--- BEGIN Extracted data ---

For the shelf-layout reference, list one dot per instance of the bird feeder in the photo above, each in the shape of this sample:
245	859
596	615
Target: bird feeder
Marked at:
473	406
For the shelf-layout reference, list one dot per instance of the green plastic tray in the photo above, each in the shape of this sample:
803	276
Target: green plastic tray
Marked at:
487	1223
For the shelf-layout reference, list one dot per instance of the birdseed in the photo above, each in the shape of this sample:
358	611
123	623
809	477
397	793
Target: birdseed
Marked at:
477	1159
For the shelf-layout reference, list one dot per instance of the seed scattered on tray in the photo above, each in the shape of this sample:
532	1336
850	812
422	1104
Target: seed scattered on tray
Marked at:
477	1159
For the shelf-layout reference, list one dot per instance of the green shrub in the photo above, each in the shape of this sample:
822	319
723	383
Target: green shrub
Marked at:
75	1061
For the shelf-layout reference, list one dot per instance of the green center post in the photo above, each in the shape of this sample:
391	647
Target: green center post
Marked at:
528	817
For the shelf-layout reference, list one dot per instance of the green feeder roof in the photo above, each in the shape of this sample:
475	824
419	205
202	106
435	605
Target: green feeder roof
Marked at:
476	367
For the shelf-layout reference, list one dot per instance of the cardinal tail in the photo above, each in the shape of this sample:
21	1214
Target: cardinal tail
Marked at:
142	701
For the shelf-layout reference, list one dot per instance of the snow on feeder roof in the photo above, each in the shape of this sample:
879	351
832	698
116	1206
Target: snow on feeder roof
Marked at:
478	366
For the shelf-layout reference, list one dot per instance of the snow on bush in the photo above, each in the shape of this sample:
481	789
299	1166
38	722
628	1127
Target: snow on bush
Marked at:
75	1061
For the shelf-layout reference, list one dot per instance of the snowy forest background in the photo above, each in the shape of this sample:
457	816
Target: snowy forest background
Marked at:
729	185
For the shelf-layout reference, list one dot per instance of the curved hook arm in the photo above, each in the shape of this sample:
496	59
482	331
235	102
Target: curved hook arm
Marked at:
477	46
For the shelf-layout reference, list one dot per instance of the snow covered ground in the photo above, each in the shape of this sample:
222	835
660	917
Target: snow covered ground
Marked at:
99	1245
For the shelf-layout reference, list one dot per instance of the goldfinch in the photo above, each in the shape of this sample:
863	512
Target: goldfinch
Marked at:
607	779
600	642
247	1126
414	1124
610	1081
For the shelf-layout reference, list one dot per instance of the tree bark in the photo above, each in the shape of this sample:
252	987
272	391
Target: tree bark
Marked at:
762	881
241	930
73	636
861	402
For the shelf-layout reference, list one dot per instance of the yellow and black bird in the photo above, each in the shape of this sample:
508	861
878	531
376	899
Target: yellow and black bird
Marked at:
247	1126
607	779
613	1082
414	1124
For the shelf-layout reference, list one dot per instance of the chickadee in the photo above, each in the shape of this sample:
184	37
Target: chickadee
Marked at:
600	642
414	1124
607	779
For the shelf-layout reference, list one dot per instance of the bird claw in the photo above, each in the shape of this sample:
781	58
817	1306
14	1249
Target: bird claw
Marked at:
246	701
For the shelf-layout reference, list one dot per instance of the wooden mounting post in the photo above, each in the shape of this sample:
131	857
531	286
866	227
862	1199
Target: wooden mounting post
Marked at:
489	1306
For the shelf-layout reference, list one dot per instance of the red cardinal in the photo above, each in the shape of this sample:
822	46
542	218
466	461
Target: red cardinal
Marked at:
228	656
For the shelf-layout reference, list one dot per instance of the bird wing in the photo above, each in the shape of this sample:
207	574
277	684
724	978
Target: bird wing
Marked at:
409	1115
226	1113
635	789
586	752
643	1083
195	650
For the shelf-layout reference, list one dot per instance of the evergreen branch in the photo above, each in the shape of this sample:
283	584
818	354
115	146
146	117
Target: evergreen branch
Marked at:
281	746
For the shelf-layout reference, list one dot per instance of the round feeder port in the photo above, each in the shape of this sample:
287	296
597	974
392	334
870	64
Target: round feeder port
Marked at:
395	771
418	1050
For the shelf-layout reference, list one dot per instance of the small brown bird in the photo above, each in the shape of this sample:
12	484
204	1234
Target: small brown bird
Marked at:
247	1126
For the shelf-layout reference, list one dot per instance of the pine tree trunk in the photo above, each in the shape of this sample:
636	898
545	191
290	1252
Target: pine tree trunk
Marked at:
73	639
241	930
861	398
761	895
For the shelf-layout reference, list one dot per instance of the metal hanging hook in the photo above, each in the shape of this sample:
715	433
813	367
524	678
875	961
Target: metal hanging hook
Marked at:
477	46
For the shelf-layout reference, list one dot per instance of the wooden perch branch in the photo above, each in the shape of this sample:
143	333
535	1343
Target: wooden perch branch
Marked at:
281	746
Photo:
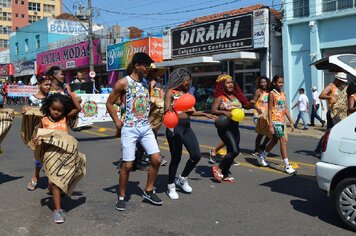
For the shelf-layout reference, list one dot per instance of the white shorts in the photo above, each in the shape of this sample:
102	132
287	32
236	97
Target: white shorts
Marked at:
131	135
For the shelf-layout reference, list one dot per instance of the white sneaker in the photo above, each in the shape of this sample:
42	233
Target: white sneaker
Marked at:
182	182
289	169
172	193
263	162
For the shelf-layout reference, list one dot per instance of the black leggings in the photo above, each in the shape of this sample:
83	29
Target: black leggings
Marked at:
231	138
182	134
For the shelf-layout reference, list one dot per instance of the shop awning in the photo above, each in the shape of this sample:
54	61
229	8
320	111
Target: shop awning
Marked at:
186	61
237	55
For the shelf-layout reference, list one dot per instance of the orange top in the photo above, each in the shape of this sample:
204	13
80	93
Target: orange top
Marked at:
279	107
59	125
262	103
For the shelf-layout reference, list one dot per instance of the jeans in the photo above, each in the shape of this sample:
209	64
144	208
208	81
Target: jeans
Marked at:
301	115
315	115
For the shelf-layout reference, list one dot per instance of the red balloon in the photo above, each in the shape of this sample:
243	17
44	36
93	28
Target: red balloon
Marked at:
184	102
170	119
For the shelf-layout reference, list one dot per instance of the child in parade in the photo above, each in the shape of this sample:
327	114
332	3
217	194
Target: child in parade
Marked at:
135	127
260	101
57	110
36	100
277	111
228	96
178	85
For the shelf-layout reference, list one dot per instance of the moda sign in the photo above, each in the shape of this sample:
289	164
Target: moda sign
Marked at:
221	35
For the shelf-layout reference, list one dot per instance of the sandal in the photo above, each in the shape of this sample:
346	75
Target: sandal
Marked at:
216	173
31	185
230	180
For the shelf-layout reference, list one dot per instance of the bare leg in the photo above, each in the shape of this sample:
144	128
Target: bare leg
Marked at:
124	177
153	171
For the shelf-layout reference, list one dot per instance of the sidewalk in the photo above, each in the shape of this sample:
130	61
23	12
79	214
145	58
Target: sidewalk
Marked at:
315	132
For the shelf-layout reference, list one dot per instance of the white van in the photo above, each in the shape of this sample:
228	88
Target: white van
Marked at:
336	171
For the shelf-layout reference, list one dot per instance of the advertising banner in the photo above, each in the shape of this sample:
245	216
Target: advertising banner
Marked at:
21	90
225	34
72	56
118	56
94	109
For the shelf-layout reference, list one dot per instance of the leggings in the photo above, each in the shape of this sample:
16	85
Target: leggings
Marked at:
231	137
182	134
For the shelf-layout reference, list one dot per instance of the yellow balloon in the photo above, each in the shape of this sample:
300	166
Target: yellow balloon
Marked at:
237	115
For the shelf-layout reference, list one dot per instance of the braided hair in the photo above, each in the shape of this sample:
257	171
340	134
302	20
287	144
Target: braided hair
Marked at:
177	77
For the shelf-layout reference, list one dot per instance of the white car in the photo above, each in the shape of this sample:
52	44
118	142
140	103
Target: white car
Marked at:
336	172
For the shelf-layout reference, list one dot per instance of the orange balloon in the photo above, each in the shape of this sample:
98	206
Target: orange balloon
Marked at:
170	119
184	102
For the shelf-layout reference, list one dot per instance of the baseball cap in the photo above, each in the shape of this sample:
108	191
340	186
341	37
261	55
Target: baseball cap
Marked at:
141	58
341	76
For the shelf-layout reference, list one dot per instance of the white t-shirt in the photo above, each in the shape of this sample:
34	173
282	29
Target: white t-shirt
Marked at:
303	100
316	98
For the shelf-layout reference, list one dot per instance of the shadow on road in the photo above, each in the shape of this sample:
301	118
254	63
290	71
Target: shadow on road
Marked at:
95	138
310	200
7	178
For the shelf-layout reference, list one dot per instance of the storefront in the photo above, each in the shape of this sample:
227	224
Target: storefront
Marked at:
234	43
118	56
72	59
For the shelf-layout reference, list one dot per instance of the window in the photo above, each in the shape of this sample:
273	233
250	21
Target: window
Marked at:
5	3
4	43
32	19
38	42
300	8
48	8
5	16
33	6
26	45
335	5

--- END Extracted data ---

> [Set problem]
Starting at the line with "the white t-shirt", copy every line up to and including the last one in the entries above.

> [Finished answer]
For the shelf-layout reference, list one dot per instance of the white t-shirt in the photo above, each in the shape of this sample:
34	173
282	29
Target: white t-shirt
Marked at:
303	100
316	98
For the shelf-layout reference, list one dot per instance of the shadow on road in the photo above, each in the shape of this sample:
301	118
254	63
290	71
Target: shadow on road
Marked at:
95	138
310	200
7	178
For the shelf-layout reference, list one dot per instance of the storefront in the photo above, each in the shape of this sample:
227	224
Target: storefront
Marked at:
234	43
118	56
72	59
For the shelf-layout reference, list one dot per instance of the window in the photo above, each in the shape of this sample:
273	233
250	21
Target: window
Marked at:
5	3
4	43
32	19
38	42
300	8
48	8
5	16
33	6
26	45
335	5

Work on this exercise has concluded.